> Directive:
Write out the records below line for line, keeping every word, number, and mark of punctuation unchanged.

Collected data entries:

··········

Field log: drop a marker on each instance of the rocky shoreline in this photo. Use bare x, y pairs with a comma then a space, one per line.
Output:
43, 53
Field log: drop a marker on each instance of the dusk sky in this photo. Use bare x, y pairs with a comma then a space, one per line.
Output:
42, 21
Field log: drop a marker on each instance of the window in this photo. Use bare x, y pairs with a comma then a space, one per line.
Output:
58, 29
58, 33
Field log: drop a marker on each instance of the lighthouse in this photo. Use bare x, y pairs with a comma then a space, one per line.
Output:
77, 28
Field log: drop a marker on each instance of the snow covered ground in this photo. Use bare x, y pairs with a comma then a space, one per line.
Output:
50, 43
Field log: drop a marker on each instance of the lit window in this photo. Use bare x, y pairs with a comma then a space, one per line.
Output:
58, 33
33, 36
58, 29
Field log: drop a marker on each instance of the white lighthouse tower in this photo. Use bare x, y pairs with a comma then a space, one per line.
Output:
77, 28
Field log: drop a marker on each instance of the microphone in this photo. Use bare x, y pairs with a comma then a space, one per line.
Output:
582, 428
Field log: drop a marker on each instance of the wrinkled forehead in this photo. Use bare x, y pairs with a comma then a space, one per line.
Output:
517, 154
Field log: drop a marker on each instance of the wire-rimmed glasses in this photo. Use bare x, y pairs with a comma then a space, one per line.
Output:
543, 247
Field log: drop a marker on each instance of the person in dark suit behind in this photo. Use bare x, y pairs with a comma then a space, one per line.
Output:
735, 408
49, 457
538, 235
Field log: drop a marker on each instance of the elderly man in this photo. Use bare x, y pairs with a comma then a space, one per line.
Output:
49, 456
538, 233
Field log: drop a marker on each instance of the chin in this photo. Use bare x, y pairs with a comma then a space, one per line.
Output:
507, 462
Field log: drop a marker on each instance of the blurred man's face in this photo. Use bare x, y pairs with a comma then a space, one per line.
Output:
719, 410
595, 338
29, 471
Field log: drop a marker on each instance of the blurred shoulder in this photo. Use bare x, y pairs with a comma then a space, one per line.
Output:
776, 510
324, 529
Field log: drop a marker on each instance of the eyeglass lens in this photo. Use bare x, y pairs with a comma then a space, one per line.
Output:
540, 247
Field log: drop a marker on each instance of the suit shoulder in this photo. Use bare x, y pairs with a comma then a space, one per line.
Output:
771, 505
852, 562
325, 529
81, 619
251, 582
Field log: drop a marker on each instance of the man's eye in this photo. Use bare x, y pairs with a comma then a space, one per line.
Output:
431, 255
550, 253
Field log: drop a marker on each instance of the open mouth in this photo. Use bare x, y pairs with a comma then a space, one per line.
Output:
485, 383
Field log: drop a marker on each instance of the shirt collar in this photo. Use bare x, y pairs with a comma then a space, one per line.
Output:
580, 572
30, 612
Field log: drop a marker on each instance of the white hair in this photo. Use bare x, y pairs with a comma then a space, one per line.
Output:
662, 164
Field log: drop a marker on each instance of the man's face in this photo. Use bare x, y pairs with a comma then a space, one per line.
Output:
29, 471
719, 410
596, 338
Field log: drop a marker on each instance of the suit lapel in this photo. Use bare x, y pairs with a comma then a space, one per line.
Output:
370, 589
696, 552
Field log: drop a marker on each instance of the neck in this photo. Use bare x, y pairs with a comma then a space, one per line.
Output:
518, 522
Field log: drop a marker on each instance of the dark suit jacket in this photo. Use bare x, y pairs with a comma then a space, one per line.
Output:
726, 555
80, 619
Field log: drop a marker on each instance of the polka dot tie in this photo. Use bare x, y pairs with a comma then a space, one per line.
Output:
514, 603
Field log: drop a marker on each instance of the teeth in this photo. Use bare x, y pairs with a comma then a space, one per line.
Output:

··········

> In response:
Field log: drop a marker on each instance of the rocky shoreline in this photo. Use bare x, y pairs with a comma then a space, one per line.
Output:
43, 53
Field log: drop a marker on each instance of the dusk sky in this photo. Use bare x, y pairs with a comma then a space, one per line.
Output:
42, 21
Field log: drop a marker on each instance of the window in this photo. Use bare x, y pairs with a comma then a space, one per line.
Output:
58, 29
58, 33
Field log: drop a marker on each instance of the lighthouse in this photo. Use bare x, y pairs with a comma then a space, one per line.
Output:
77, 28
Field log: drop a marker on each instance of the snow covered ground in this photo. Use bare x, y pairs with a comma then a space, one per line.
Output:
50, 43
Field log: drop a marker on each instance of the lit window in this photo. Use bare x, y pairs with a comma then a space, one per line.
Output:
58, 33
33, 36
58, 29
Field log: drop a marker on each instance of the white lighthouse tower in this photo. Use bare x, y pairs with a comma then a space, one per line.
Output:
77, 28
Field log: drop a marker on each instance of the microphone in this photo. Use bare x, y pairs with a comma then a space, one per line.
Output:
582, 428
Field log: drop a marker on each instance of the wrinkled forehead in this photo. Use bare x, y pairs with a comma then a space, one per line.
Output:
517, 154
Field log: drop a marker on each instance of the wire-rimmed glasses in this photo. Use bare x, y pairs with a comma then a space, one per line.
Output:
543, 247
Field log: drop a marker on each instance of the person in dark suit behind in this photo. Use bare x, y pairs with a comma then a space, one per line.
Output:
735, 408
49, 457
538, 235
Field log: drop a marker on each instance of the elderly man in this photo. Use bare x, y pairs with a comma then a space, one per line.
Output:
49, 456
538, 233
Field log: drop a marker on each instance of the chin in this photo. Use bare x, y pairs with a comma then a space, one per line.
Output:
507, 462
Field log: drop a marker on each instance of the blurred man's face in this photo. Use bare x, y pairs with a comma then a space, one per line.
Output:
719, 410
595, 338
29, 471
Field log: drop a marker on each instance of the blurred shoulder in this photo. Use bare x, y pairs with a comma then a space, one per line.
Output:
776, 510
324, 529
Field log: drop a marker on each instance of the eyeglass lens in this photo. Use bare x, y pairs with a comma then a space, one per line.
Output:
540, 247
Field log: drop a marker on each instance of the suit shoulder in this photo. Use bare x, y pairs with a comma then a space, one per line.
Output:
771, 505
852, 562
325, 529
81, 619
251, 582
Field log: drop a marker on each instance of the man's eye in this photo. Use bare x, y pairs with a comma then a space, one per line.
Output:
431, 255
550, 253
Field log: drop a marker on each instance of the open mouth in this photo. Use bare x, y pairs with a comma then a space, one per line.
Output:
485, 383
Field log: drop a marker on each instance of the shirt collar in this photo. Use bare x, y pairs with a comma then a space, one per line.
Output:
580, 572
30, 612
Field log: drop a marker on each instance of the white hair in this photo. Use bare x, y pairs with a comma then a space, one per line.
Output:
662, 164
Field log: drop a marker on each instance of the man's face in this photo. Use bare x, y pairs with a comma then a space, one per line.
Output:
29, 471
719, 410
596, 338
Field log: drop a marker on each instance of the suit lapel in this photo. Use bare x, y pairs with a comma then a space, one per line.
Output:
370, 589
696, 552
Field log: drop a marker on each instance of the neck in this photo. Use bare x, y pairs with a comma then a space, one per line.
Output:
518, 522
Field log: drop a marker on each instance of the dark suit jacket in this photo. Use bare x, y pairs with a comma then a space, one per line.
Output:
726, 555
80, 619
Field log: drop a marker on each instance of the polka dot tie in this photo. Use bare x, y pairs with a comma then a space, one per line.
Output:
514, 603
Field log: drop a marker on each instance of the teeth in this photo. Use bare x, y pairs with a comma then a space, one per line.
Output:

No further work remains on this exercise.